▶ [Given problem]:
Scale the rows below, starting at the line containing "Reviewer check: make sure each instance of the terracotta" and running through the end of the rows, both ends included. Reproduce those lines and nothing else, keeping the requests unchanged, and multiply every x,y coordinate in the answers by 0.8, rounding each to a whole number with halves rounded up.

-- start Recorded information --

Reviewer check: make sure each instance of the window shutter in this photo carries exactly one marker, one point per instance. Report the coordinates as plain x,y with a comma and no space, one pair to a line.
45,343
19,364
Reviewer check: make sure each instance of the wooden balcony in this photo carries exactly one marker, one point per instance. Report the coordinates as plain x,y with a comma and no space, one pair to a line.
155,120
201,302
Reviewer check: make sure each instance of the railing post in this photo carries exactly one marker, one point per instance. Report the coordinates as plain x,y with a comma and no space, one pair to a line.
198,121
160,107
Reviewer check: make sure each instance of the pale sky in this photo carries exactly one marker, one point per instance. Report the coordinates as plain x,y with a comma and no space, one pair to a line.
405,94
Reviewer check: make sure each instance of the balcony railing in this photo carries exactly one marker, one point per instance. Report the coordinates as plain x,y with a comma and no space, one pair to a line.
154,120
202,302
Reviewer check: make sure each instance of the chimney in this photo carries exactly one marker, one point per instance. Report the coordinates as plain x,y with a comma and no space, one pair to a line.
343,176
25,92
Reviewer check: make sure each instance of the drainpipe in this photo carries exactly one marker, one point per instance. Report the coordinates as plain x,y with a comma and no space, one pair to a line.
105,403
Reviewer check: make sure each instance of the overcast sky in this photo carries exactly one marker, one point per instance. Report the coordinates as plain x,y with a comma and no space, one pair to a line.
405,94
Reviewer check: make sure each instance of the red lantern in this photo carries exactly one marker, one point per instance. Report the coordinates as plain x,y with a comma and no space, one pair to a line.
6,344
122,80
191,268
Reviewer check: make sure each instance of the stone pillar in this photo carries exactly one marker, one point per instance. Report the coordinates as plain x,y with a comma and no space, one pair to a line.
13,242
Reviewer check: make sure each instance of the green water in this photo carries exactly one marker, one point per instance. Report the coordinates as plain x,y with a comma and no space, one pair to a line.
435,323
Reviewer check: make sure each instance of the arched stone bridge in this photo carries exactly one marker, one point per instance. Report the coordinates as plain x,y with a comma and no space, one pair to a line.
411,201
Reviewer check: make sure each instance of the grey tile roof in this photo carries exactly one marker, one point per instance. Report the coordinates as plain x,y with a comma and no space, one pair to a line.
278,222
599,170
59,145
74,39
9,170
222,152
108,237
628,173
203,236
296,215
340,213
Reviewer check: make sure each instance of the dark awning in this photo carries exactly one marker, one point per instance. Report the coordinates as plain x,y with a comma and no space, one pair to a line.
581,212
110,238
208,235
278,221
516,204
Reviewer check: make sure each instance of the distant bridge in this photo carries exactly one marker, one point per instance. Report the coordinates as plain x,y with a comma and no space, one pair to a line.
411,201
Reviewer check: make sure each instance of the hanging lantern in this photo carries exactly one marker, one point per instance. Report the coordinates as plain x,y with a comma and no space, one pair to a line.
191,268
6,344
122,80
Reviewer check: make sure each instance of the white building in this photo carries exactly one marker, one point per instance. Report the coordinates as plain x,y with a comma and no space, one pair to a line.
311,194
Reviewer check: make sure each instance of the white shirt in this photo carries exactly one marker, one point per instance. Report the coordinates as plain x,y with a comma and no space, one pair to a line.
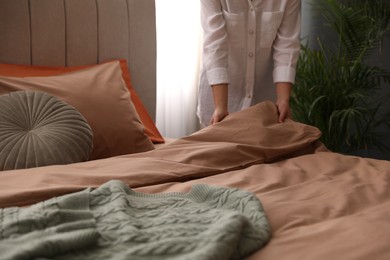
249,44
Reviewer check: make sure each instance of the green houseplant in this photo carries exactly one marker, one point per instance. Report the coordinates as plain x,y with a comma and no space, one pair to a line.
336,88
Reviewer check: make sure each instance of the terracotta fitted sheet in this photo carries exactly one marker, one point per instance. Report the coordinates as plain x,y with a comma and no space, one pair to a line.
321,205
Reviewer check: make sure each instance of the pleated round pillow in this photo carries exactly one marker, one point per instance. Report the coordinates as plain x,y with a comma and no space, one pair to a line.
38,129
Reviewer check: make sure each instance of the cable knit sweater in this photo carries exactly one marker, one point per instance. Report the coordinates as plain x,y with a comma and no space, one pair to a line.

-- end Recorded information --

▶ [Written response]:
Reviewer check: make sure each instance of the terracotta fitted sheet in this photo carries exactly one marker, one point per instance. Report the coordinates as plain x,y with a comma and no space, one pair to a line.
257,164
Reviewer check: make sure each instance of the pleated round pillow in this photo carries exactly one marker, one point per instance. Report the coordinates as plain x,y with a comma and no space, one pair to a line.
30,103
Reviewer check: make sure each instance of the cable knit sweater in this photo carries exactly one marker, one point per instance. Report the coordinates as plain x,y with a comma and no space, one pair to a line.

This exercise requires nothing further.